- SOURCE EXTRACT
╔══

But everything is going wrong at once. Another 600,000 Chinese-made toys have just been withdrawn by U.S. authorities for lead paint and other safety reasons. China’s export miracle faces both wage inflation and new competition from India. Chinese exports may also be heading for trouble with its biggest single market, the European Union, after the EU Chamber of Commerce in China this month issued a bitterly critical report on discrimination against them by Chinese regulators.
Taiwan is thumbing its nose, preparing to display its military might (including cruise missiles that can hit Chinese targets) with its first military parade in 16 years to celebrate next week’s national day. There are threats of military action if Taiwan acts on the suggestion by President Chen Shui-bian that Taipei should apply to join the United Nations under the name of Taiwan, a direct challenge to Beijing’s insistence on "one China.” Western military observers note with alarm China’s new chief of the general staff has just been promoted from his last job as general commanding the region facing Taiwan.
China’s investors are blithely ignoring official warnings to curtail the floods of savings going into the Shanghai stock market, and an ominous bubble is building, along with inflation spurred on to 8 percent by the surge in pork and other food prices.
And now a campaign is under way by human-rights groups and Western politicians to organize a boycott of next year’s Olympic Games in Beijing, in protest of China’s support for deeply unsavory regimes in Sudan and Myanmar. The Internet reports and grim images of the brutal clampdown of Myanmar’s Buddhist monks may have been stopped, but the horror lingers on. China is paying an increasingly high price for its client states.
Most troubling of all for Hu, however, are the signs of serious dissension at the top of Chinese politics. The 17th Party Congress takes place in Beijing Oct. 15-19, and former leader Jiang Zemin appears to be opposing Hu's choice for the next generation of leaders to be anointed and prepared for the eventual succession.
This comes as a surprise, since Jiang was supposed to be sidelined since he gave up the chairmanship of the military committee, and since the purge of the party leadership in his old base of Shanghai. But Chinese commentators and China-watchers agree a tense struggle for power is under way, and that Hu may not be able to impose his own choice to replace him when he stands down in 2012. Such a sign of weakness would undermine his authority and start to make him look like a lame duck.

╚══

- DATASET ENTRIES

╔══

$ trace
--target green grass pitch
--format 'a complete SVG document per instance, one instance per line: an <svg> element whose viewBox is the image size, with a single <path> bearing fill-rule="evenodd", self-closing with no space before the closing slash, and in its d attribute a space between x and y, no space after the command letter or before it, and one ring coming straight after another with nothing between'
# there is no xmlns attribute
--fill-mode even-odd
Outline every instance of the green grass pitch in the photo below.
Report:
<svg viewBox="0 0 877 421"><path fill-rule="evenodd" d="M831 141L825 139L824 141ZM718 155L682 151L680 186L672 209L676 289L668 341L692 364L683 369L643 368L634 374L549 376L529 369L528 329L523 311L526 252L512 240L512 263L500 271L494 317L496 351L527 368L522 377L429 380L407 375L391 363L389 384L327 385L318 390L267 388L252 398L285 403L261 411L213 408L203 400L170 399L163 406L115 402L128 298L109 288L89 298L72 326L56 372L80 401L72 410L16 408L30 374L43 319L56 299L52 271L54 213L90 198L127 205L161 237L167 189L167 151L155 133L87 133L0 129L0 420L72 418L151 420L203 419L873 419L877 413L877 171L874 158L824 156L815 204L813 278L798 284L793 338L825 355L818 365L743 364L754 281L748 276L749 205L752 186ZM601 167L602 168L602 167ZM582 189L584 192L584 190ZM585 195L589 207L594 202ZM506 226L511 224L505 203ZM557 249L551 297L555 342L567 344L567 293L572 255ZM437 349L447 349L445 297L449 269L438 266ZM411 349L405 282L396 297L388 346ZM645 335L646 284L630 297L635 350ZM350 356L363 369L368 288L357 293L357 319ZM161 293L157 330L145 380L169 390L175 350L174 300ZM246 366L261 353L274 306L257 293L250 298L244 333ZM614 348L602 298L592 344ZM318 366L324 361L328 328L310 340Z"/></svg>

╚══

- DIRECTIONS
• 1. For the passage on China's troubles, decide whether each statement agrees with it: (a) Taiwan's planned parade is its first military parade in 16 years; (b) inflation in China has climbed to 10 percent; (c) the 17th Party Congress is being held in Shanghai. Answer each with yes or no and the deciding words from the passage, quoted exactly.
• 2. Set down a stretch of the passage on China's troubles word for word. Begin at the words "Taiwan is thumbing" and stop after "region facing Taiwan.".
The listing has no role in this exercise.

- TASK ANSWERS
• 1.
(a) Yes: "its first military parade in 16 years"
(b) No: "inflation spurred on to 8 percent"
(c) No: "The 17th Party Congress takes place in Beijing Oct. 15-19"

• 2.
Taiwan is thumbing its nose, preparing to display its military might (including cruise missiles that can hit Chinese targets) with its first military parade in 16 years to celebrate next week’s national day. There are threats of military action if Taiwan acts on the suggestion by President Chen Shui-bian that Taipei should apply to join the United Nations under the name of Taiwan, a direct challenge to Beijing’s insistence on "one China.” Western military observers note with alarm China’s new chief of the general staff has just been promoted from his last job as general commanding the region facing Taiwan.